EXERCISE DETAILS: Below is a block of records; return all of them exactly, but without the images.

SUPPLIED RECORDS:

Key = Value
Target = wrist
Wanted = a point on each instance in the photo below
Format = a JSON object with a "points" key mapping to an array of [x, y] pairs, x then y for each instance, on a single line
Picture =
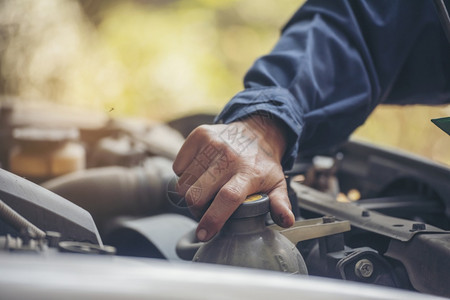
{"points": [[271, 134]]}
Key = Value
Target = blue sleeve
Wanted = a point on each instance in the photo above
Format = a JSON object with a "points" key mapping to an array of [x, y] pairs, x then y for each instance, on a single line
{"points": [[336, 60]]}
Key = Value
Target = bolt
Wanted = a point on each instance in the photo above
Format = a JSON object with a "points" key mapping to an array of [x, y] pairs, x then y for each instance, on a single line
{"points": [[418, 226], [364, 268], [53, 238], [328, 219]]}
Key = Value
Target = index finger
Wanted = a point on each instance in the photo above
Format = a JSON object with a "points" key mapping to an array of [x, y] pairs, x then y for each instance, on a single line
{"points": [[227, 200]]}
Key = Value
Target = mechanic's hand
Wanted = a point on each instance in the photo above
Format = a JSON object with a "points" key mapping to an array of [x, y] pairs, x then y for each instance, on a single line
{"points": [[227, 163]]}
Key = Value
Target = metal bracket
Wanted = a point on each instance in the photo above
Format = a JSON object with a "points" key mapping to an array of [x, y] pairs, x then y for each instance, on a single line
{"points": [[396, 228], [313, 228]]}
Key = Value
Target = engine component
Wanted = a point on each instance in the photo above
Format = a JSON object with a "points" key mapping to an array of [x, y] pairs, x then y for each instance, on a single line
{"points": [[154, 237], [43, 153], [245, 241], [112, 191], [46, 210]]}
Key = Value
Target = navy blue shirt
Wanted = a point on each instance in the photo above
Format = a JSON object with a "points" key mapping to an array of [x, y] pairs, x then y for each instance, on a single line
{"points": [[337, 60]]}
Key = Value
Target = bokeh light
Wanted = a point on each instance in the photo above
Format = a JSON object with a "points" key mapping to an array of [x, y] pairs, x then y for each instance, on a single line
{"points": [[164, 59]]}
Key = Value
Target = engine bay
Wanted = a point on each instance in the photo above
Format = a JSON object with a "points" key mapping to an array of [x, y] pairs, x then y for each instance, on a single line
{"points": [[104, 186]]}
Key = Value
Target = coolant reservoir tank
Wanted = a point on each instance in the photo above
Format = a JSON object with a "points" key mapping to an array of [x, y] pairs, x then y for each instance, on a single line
{"points": [[44, 153], [245, 241]]}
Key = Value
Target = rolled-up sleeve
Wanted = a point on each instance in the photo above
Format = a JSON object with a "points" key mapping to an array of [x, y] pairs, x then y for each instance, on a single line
{"points": [[336, 60]]}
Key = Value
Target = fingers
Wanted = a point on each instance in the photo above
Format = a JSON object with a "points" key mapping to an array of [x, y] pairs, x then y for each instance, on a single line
{"points": [[227, 200], [280, 206]]}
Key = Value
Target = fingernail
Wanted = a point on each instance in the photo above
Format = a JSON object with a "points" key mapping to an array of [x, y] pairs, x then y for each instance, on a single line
{"points": [[201, 234]]}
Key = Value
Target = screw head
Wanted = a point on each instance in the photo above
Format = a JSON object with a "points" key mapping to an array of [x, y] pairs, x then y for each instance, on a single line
{"points": [[364, 268], [418, 227], [328, 219]]}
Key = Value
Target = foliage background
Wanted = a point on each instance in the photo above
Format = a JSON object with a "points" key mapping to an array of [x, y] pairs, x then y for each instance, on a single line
{"points": [[162, 59]]}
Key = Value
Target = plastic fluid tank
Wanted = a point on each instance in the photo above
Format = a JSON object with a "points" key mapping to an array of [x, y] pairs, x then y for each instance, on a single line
{"points": [[245, 241]]}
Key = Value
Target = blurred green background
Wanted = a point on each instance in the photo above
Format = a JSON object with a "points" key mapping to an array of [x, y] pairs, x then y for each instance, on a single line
{"points": [[162, 59]]}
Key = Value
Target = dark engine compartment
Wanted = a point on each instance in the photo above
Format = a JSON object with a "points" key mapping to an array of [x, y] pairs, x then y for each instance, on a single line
{"points": [[398, 205]]}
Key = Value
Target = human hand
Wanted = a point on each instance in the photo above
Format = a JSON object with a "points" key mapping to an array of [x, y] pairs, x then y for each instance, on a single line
{"points": [[228, 162]]}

WRITTEN RESPONSE:
Key = Value
Target = wrist
Wanted = a point on each instance in the photo below
Format = a JSON object with a "points" key mapping to an array of [x, y] pairs, x then y for each instance, on a single line
Picture =
{"points": [[271, 134]]}
Key = Value
Target = blue sleeve
Wanted = a point on each instance in the photo above
Format = a JSON object with a "points" key mapping to an array of [x, y] pairs, x then y for each instance, on a single line
{"points": [[336, 60]]}
Key = Value
Target = bolt
Wanted = a point on each instance in the photo above
Format = a JSON object with a "points" key mapping to an array of [x, y] pairs, x then y for each instance, on a single line
{"points": [[418, 226], [364, 268], [53, 238], [328, 219]]}
Key = Value
Target = index finger
Wanted = a point on each instance in the photo above
Format = a JSON object with a "points" key mapping to an array of [x, y] pairs, x then y for each instance, on a single line
{"points": [[227, 200]]}
Key = Value
Target = mechanic's hand
Wanted = a point on each instance in the photo above
Format = a JSON object with a "points" key mapping to an array of [x, y] pairs, x then y for each instance, on a single line
{"points": [[227, 163]]}
Key = Value
Target = metal bracket
Wanted = a point on each instance in the photo above
Format = a JSON object with a "points" key mapping to an array of [x, y] pairs, x then y for each instance, on a single line
{"points": [[396, 228], [313, 228]]}
Key = Value
Target = engine component
Wanted = a point on each instance in the photo above
Format = a JSON object with a "points" key mapping to an array of [x, y] pairs, x then y for each instance, on a single line
{"points": [[154, 237], [43, 153], [245, 241], [112, 191], [46, 210]]}
Key = Value
Target = navy blue shirt
Wanted = a point on each instance in the photo above
Format = a JSON object with a "points" key mapping to an array of [x, y] pairs, x then y for each instance, on a single line
{"points": [[337, 60]]}
Key = Value
Target = bokeh light
Wanted = a point on each instance in the photo above
Format = a JSON object with a "points" key mapping to an array of [x, y] pairs, x then y for each instance, on a single line
{"points": [[164, 59]]}
Key = Value
Target = engine bay
Wanted = a point on each instance in the photo above
Format = a JSON object with a "points" key mapping to an array of [x, y] pairs, x then y for each instance, on a single line
{"points": [[104, 186]]}
Key = Value
Target = coolant reservoir tank
Wanted = a point on each instance in the photo above
Format = a JSON object with a "points" key mapping to an array of [x, y] pairs, x then y for each instance, on a single line
{"points": [[44, 153], [245, 241]]}
Key = Value
Target = rolled-up sleeve
Wanted = a point on each instance in the photo above
Format = a JSON object with a "points" key mapping to an array of [x, y] pairs, x then y for each instance, on a single line
{"points": [[336, 60]]}
Key = Value
Target = fingers
Wanted = a point on each instance in the photo above
Format = a JSON object with a "points" key mapping to an array of [x, y] pairs, x then y for each instance, on a single line
{"points": [[227, 200], [280, 206]]}
Key = Value
Target = fingernail
Wanted = a point on each instance in the photo above
Format = a JSON object with a "points" key mapping to an array of [x, y] pairs, x then y for each instance, on a single line
{"points": [[201, 234]]}
Key = Value
Target = screw head
Wanted = a point on each instance in the photo above
Format = a JSON object with a "points" key mapping to an array of [x, y] pairs, x then y for each instance, on a single line
{"points": [[364, 268], [418, 227], [328, 219]]}
Key = Value
Target = foliage background
Wanted = a point on each instance in the photo above
Format = a JSON object with a "points" key mapping to an array of [x, y] pairs, x then y for each instance, on a single line
{"points": [[162, 59]]}
Key = Value
Target = plastic fluid tank
Wanted = a point on each instance in the photo above
Format = a JSON object with a "points" key mapping to an array of [x, y] pairs, x then y for each instance, on a single line
{"points": [[245, 241]]}
Key = Value
Target = blurred green background
Wanted = a point on each instance in the photo above
Format = a JSON object with a "points" key mapping to an array of [x, y] pairs, x then y for each instance, on a single line
{"points": [[162, 59]]}
Key = Value
Target = dark engine compartment
Wanted = a point on each instance in the photo above
Format = a JSON object with a "points" key mapping to an array of [x, y] pairs, x then y for each instance, on a single line
{"points": [[398, 205]]}
Key = Value
Target = human hand
Wanted = a point on each instance in the photo above
Format = a JSON object with a "points" key mapping to an array of [x, y] pairs, x then y for each instance, on a single line
{"points": [[228, 162]]}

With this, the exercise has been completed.